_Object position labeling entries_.
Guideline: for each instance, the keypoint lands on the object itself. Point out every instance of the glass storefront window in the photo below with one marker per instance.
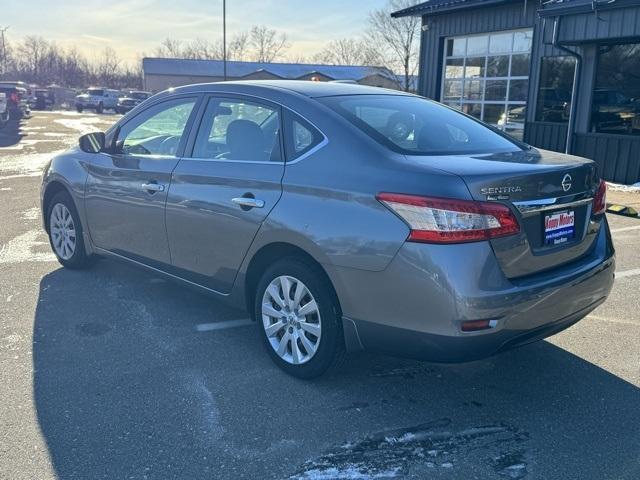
(520, 65)
(501, 43)
(556, 85)
(616, 98)
(475, 67)
(491, 75)
(518, 90)
(496, 90)
(454, 68)
(477, 45)
(498, 66)
(473, 89)
(522, 41)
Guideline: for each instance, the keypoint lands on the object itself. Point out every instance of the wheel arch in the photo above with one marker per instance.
(269, 253)
(51, 190)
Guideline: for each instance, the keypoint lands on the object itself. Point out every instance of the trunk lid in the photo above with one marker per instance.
(550, 193)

_Work to be completed_. Please copy every line of the entries above word for word, omitting the pictures.

_Written reply_.
Guideline: for each instance, the keypoint lands on the object itself. Point out every instance of the glass storefront window in the photo below with one marker per instance.
(520, 65)
(501, 43)
(556, 85)
(616, 98)
(475, 67)
(491, 75)
(518, 90)
(496, 90)
(454, 68)
(477, 45)
(498, 66)
(473, 89)
(522, 41)
Guideline: for each instance, the keypoint lands on the object itself. Point out every instance of the wheel arch in the photo above with one marker per instance.
(269, 253)
(51, 190)
Guideline: for each instance, the keypoint lands on the object itself. Point out every instance of the trunk lid in the photo above with one marker per instance.
(550, 193)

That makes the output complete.